- Teks Sumber -
Dalam pengertian majaz orang menyebut nikah sebagai akad, sebab akad adalah sebab boleh nya atau halalnya bersenggama
2.      Ma’na Ushuli atau ma’na menurut syar’i. Para ulama berbeda pendapat tentang
ma’na ushuli dan ma’na syar’i ini.
A). Menyatakan bahwa NIKAH arti hakikatnya adalah WATHA’ (bersenggama)
Dalam pengertian majaz nikah adalah akad. Sedang dalam Al-Qur’an ataupun Al-Hadits kata NIKAH itu berarti WATHA’ ( bersenggama )
وَلاَتَنْكِحُوْا مَانَكَحَ آبَاءُكُمْ مِنَ النِّسَآءِ إِلاَّمَاقَدْ سَلَفَ ( البقرة 230 )
Janganlah kamu kawini wanita-wanita yang yang telah dikawini oleh ayah-ayahmu terkecuali pada masa yang telah lampau. ( Annisa’ : 22 )
B). Menyatakan bahwa ma’na hakikat NIKAH adalah AKAD. Sedang ma’na majaznya adalah WATHA’ (bersenggama), pengertian ini kebalikan dari menurut ma’na Lughawi (menurut bahasa). Hal ini dapat kita temui dalam Al-Baqarah 230 :
حَتَّى تَنْكِحَ زَوْجًا غَيْرَهُ hingga ia kawin dengan suami yang lain.
C). Menyatakan bahwa ma’na hakikat dari NIKAH adalah MUSYTARAK atau gabungan dari arti AKAD dan WATHA’ sebab untuk pemakaian syara’ NIKAH kadang-kadang berarti WATHA’.
            3.   Ma’na Fiqhi menurut ahli fiqih.  Para  ahli  fiqih  juga  berbeda pendapat tentang 
                  ma’na  NIKAH secara keseluruhan dapat disimpulkan sebagai berikut bahwa nikah
                  adalah: akad nikah yang ditetapkan oleh syara’ seorang suami dapat memanfa’at
                  kan dan bersenang-senang dengan kehormatan seorang istri dan seluruh tubuh-
                  nya. اَلنِّكَاحُ بِأَنَّهُ عَقْدٌ يُفِيْدُ مِلْكَ الْمُتْعَةِ قَصْدًا Nikah itu adalah Akad yang memanfa’
                  atkan memiliki bersenang-senang dengan sengaja.

- Ketentuan Tugas -
Tulis ulang kata demi kata bagian teks tentang makna nikah di atas, mulai dari "Dalam pengertian majaz nikah" sampai dengan dan termasuk "البقرة 230 )".

- Cuplikan Data -
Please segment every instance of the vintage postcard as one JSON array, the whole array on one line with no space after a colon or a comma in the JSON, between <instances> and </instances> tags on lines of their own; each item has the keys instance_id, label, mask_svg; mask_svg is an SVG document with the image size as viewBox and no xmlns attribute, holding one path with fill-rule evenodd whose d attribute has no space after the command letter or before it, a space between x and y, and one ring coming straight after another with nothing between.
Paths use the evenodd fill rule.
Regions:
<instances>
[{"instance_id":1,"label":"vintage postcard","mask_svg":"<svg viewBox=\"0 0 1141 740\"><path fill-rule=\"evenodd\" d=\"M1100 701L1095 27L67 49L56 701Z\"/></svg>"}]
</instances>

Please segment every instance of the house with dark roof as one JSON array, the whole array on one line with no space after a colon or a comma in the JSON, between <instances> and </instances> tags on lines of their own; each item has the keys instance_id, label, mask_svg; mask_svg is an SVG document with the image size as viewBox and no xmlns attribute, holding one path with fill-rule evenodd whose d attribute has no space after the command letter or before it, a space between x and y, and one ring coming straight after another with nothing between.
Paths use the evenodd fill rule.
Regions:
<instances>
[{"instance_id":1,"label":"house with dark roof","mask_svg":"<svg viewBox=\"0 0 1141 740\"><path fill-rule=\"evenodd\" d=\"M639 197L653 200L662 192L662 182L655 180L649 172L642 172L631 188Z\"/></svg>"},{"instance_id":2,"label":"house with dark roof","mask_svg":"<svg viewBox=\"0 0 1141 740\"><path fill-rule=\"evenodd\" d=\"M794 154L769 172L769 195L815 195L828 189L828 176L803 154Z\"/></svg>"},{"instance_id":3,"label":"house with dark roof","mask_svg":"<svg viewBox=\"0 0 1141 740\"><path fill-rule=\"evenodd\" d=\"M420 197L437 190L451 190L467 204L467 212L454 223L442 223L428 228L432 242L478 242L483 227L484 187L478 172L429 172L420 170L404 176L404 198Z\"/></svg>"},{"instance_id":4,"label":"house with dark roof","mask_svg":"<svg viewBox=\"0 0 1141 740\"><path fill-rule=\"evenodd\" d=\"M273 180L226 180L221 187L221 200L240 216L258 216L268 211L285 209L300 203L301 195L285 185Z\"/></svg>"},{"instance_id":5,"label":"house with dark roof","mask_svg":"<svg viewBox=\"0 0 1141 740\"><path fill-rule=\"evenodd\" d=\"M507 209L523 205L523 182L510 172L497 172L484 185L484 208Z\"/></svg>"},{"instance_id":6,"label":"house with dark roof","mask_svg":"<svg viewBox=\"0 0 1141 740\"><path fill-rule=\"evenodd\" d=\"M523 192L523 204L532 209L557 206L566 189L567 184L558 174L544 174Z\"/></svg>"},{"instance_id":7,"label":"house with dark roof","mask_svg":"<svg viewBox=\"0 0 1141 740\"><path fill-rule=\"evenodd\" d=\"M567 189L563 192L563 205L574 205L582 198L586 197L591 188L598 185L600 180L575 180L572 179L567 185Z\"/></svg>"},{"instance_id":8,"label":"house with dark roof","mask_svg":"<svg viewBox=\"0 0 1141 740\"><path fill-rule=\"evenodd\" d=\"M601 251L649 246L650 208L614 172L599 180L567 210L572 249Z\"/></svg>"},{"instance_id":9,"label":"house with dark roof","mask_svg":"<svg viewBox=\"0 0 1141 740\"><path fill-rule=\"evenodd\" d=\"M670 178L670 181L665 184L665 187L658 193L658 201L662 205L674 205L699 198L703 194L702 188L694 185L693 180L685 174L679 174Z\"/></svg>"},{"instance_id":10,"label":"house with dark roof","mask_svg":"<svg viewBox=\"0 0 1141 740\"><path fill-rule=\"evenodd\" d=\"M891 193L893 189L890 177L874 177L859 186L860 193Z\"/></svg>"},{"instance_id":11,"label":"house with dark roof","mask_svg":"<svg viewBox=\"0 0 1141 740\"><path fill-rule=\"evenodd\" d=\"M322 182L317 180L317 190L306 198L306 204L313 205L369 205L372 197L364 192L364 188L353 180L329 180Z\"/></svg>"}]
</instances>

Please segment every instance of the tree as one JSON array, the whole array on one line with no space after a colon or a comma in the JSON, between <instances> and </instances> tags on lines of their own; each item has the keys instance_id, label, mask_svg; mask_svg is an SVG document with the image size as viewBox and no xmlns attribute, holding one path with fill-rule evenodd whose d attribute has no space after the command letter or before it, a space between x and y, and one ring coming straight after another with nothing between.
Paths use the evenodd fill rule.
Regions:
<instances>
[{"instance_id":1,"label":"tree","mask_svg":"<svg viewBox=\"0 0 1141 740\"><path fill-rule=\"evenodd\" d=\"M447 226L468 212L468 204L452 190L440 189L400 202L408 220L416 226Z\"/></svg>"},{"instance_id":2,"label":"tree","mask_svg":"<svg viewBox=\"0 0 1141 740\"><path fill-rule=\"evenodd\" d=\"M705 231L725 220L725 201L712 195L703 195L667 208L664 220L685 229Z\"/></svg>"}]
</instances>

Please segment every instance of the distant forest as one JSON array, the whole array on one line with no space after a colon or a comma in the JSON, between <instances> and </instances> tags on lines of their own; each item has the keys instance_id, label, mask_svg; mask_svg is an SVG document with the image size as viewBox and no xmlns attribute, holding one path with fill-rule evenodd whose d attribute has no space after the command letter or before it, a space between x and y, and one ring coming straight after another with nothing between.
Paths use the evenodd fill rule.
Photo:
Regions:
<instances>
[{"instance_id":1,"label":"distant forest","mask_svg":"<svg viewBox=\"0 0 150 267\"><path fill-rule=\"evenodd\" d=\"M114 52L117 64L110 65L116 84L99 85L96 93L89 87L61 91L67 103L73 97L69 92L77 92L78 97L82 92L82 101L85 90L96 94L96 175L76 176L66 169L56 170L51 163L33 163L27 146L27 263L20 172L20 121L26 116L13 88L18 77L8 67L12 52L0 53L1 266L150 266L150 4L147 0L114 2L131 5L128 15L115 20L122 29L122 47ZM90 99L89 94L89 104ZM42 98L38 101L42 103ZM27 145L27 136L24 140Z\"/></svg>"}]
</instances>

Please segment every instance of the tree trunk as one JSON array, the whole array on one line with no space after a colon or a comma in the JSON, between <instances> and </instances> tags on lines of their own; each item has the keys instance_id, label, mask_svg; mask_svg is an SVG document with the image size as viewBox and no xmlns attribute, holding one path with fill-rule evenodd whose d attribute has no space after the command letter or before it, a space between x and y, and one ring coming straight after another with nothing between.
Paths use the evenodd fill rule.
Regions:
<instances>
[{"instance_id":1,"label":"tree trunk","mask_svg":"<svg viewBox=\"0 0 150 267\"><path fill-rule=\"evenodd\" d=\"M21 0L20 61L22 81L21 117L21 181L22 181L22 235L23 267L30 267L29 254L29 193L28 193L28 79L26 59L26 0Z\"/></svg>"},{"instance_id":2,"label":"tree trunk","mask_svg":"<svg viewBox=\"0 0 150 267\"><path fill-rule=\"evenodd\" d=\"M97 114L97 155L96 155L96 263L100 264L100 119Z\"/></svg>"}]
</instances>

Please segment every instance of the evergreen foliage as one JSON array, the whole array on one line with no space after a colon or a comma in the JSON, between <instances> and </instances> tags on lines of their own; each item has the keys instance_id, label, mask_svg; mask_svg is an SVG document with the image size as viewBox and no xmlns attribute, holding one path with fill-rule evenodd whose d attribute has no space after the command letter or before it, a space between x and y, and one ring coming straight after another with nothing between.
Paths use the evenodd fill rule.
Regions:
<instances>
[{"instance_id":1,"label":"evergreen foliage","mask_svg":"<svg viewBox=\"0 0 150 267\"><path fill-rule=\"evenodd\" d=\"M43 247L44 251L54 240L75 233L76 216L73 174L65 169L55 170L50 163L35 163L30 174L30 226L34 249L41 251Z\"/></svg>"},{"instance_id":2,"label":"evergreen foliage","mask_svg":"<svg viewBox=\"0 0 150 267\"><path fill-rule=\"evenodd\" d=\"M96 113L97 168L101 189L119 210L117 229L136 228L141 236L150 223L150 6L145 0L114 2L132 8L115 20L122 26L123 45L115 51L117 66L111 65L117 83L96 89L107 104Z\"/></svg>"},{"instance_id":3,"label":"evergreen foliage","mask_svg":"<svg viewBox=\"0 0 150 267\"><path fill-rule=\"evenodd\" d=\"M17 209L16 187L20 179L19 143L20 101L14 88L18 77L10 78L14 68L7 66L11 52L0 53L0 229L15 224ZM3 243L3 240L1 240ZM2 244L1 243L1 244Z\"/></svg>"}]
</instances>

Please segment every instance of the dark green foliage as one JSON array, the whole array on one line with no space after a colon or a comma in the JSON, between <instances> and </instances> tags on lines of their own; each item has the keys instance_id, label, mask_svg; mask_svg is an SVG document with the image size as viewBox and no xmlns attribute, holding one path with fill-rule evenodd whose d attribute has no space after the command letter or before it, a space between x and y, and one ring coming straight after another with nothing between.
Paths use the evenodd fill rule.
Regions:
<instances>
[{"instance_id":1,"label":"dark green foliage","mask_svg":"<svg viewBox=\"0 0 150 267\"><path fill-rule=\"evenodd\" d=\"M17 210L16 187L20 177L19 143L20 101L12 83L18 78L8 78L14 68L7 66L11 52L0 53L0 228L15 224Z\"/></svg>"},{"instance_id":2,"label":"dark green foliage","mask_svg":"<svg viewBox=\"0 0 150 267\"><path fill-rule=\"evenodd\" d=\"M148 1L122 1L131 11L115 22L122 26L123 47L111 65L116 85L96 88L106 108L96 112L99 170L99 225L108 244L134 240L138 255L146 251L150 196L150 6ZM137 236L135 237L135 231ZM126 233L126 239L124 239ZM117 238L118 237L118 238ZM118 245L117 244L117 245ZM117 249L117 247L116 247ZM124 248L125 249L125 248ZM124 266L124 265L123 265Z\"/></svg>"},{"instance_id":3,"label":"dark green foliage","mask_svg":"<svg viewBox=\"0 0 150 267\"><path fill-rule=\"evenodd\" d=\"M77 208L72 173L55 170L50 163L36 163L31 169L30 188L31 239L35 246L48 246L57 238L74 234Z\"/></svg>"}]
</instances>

- Jawaban Lengkap -
Dalam pengertian majaz nikah adalah akad. Sedang dalam Al-Qur’an ataupun Al-Hadits kata NIKAH itu berarti WATHA’ ( bersenggama )
وَلاَتَنْكِحُوْا مَانَكَحَ آبَاءُكُمْ مِنَ النِّسَآءِ إِلاَّمَاقَدْ سَلَفَ ( البقرة 230 )